### Set task
Gather every line in the listing below that contains the word "black", matching case exactly.
━━ Records supplied
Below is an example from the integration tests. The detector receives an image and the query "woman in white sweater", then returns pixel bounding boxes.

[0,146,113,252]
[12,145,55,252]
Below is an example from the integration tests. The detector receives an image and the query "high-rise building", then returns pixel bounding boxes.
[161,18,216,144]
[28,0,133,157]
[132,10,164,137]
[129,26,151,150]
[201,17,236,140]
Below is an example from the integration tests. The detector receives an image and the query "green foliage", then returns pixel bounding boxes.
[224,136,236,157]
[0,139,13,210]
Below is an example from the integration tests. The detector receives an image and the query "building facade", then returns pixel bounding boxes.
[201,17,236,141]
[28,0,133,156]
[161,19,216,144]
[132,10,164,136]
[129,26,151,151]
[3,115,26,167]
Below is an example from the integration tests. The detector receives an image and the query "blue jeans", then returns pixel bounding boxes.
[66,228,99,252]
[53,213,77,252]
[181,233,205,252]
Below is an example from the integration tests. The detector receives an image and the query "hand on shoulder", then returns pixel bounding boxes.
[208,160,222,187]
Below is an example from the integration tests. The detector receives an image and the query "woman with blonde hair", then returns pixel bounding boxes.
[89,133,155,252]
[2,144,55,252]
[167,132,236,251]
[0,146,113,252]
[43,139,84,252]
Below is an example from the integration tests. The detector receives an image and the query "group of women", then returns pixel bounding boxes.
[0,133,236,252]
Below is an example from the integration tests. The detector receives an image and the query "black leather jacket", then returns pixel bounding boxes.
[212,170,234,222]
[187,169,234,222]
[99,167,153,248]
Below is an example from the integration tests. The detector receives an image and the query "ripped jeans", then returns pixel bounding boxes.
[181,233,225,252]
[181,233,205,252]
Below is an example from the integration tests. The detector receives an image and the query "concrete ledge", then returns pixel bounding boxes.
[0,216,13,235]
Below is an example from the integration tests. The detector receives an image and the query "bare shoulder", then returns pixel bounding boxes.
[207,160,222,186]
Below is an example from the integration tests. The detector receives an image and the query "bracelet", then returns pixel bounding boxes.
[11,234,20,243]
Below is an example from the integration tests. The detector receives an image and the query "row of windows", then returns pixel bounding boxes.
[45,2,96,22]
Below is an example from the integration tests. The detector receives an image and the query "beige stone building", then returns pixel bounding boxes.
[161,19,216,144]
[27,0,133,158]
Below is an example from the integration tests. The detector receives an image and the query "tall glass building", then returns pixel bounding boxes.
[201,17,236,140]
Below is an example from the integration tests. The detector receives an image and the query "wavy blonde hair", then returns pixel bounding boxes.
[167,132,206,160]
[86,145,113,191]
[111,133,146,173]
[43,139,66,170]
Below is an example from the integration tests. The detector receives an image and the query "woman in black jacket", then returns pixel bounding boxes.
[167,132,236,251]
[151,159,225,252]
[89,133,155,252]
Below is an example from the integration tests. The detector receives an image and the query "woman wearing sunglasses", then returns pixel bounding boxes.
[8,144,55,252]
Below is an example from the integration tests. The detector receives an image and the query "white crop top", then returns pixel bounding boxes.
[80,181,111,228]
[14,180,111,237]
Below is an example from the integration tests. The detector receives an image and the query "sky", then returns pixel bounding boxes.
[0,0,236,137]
━━━━
### Task response
Below is an example from the integration tests. The detector receives an image and the query "black leather jacket", then returns pixel bounding boxes.
Below is an example from the integration tests. The detector receives an image and the query "woman in black jacket", then returns pixel bounding boxes.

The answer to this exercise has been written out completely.